Sunday, March 16, 2025

Bestselling author Anand Neelakantan tells the story of the Ramayana in its many versions


 

Captions: The book cover; author Anand Neelakantan; author Valmiki

One of India’s epic poems decoded
By Shevlin Sebastian
In the foreword of ‘Many Ramayanas, Many Lessons’, author Anand Neelakantan states the impact of the Ramayanas on South-East Asia has been the most profound. No other text has come close in the past 3000 years. And majorly in rural India, the Ramayana remains ‘a holy book for spiritual practice, a guide for value education, as well as an ever-popular source of entertainment.’
Anand also offers a disclaimer. He said this was not a research book, ‘but a mere collection of thoughts, tales and lores of a humble writer.’
One conclusion Anand said the reader might come to after reading the epic was that life is a mixture of chance and karma.
The book begins with how the thief Ratnakara meets Sage Narada and plans to rob his veena. Saga Narada gets into a conversation with Ratnakara and asks him whether what he is doing is right.
Thereafter, they meet the family of Ratnakara, who say they don’t support his way of earning a living. A shocked Ratnakara goes into a meditative silence, murmuring Rama Rama, as instructed by Sage Narada, by the banks of the River Tamasa, the river of darkness.
Years later, he is changed and becomes a saint. Sage Narada named him Valmiki and asked him to spread the knowledge he had gained.
When asked how, Saga Narada said, ‘Write about Rama.’ And then he vanishes.
And Valmiki is tormented by what and how he should write.
One day inside the forest, he sees two birds making love. But in the moment of ecstasy, the hunter kills the male bird with an arrow. Valmiki felt anguish. And the first lines of the epic poem bursts out of him:
‘Maa nishada pratisthana tvamagamahsavati samaa yat kraunchamithaunamdekam vadhi kamamohitam’ (Don’t brute! You will never have peace, for you have killed one of the two birds while they were in the act of love).
Anand said that there were three major versions of the Valmiki Ramayana. There is one which is popular in South India, another in East India, while the third is the North-Western version.
After each story, Anand offers insightful commentary on the tale’s meanings, quoting the Ramayana’s sages and saints.
Here is the opinion on love put forth by Rishyasringa, a hermit living in a jungle in the Himalayas. ‘Love is the greatest spirituality,’ he said. ‘In fact, spirituality is nothing but finding love. One can love another person, or the whole world or God. One of the four great aims of life, according to the Hindu scriptures, is kama, or passion. Without passion, there is no salvation.’
Once Sage Vishwamitra asked King Dasaratha if Rama could come to his forest hermitage and protect it from Rakshasas. Dasaratha said no. He added that Rama was too young.
Vishwamitra said, ‘Dasaratha, once the children grow up, parents must set them free. They have to chart their own destiny.’
Added Anand: ‘Dasaratha’s behaviour is thus typical of most fathers. The only thing that has changed from the times of the Ramayana is that open discrimination against girls has somewhat reduced.’
There are profound truths sprinkled in many parts of the narrative.
____
Tasks and exercises →
• A. Repeat the part of the book review starting at "Here is the" and ending at "was too young.", word for word.
• B. Answer from the book review:
(i) Beside which river did Ratnakara go into meditative silence?
(ii) Where did the hermit Rishyasringa live?
(iii) What reason did Dasaratha give for refusing Vishwamitra's request?
• C. Tell whether each statement agrees with the book review, answering yes or no and quoting the words that decide it:
(i) Anand Neelakantan presents the book as a research book.
(ii) Sage Narada gave Valmiki his name.
(iii) The Valmiki Ramayana has three major versions.
Nothing here depends on the lines that come next.

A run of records
____
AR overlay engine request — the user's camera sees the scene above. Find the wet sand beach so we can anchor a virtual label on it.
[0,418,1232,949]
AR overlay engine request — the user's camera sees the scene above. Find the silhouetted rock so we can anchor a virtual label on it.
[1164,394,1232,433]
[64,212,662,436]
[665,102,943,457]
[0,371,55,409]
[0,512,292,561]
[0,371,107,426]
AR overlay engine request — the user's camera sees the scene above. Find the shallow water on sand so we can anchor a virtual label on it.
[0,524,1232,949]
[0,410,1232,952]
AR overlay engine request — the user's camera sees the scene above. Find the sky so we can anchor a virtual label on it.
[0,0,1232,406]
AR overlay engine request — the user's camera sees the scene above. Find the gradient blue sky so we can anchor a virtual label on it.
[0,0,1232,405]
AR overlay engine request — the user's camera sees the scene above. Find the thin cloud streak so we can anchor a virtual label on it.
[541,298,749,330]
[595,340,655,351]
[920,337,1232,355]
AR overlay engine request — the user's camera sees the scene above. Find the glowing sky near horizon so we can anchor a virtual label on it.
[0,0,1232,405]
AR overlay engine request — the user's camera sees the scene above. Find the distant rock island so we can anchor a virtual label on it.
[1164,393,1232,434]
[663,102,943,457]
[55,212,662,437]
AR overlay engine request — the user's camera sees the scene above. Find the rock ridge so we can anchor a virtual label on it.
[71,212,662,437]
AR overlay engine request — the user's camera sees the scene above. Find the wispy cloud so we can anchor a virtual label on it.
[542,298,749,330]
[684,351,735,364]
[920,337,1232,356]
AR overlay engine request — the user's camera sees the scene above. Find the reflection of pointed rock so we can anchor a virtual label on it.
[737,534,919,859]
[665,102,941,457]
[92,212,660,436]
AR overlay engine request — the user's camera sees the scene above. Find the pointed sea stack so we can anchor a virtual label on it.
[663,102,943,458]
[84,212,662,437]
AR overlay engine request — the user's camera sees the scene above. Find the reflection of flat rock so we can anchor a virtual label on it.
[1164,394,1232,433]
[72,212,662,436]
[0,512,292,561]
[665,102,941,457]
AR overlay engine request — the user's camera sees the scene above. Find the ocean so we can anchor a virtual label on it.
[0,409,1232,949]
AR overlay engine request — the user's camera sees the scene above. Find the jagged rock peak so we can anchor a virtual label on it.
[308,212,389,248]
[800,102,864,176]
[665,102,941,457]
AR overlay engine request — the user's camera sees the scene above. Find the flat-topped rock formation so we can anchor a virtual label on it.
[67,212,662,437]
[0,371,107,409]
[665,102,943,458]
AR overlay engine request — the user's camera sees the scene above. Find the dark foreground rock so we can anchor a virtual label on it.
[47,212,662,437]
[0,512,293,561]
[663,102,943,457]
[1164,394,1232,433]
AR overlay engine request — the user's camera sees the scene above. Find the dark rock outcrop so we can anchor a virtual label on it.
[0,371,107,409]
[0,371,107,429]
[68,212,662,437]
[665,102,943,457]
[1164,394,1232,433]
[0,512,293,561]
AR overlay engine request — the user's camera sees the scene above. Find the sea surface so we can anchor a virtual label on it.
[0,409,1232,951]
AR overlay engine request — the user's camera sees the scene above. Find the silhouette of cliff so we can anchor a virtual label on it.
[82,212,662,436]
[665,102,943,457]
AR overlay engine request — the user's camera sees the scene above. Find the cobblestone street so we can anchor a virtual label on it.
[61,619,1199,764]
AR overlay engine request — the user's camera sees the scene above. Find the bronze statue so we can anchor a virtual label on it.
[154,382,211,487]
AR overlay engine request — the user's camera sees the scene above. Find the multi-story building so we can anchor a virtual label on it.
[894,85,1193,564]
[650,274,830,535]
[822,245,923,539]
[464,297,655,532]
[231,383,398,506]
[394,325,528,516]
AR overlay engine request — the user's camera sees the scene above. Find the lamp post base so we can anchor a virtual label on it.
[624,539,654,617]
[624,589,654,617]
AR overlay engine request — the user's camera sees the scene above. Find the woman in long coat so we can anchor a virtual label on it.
____
Solutions to each task →
• A.
Here is the opinion on love put forth by Rishyasringa, a hermit living in a jungle in the Himalayas. ‘Love is the greatest spirituality,’ he said. ‘In fact, spirituality is nothing but finding love. One can love another person, or the whole world or God. One of the four great aims of life, according to the Hindu scriptures, is kama, or passion. Without passion, there is no salvation.’
Once Sage Vishwamitra asked King Dasaratha if Rama could come to his forest hermitage and protect it from Rakshasas. Dasaratha said no. He added that Rama was too young.

• B.
(i) The River Tamasa.
(ii) In a jungle in the Himalayas.
(iii) He said Rama was too young.

• C.
(i) No: "He said this was not a research book"
(ii) Yes: "Sage Narada named him Valmiki"
(iii) Yes: "there were three major versions of the Valmiki Ramayana"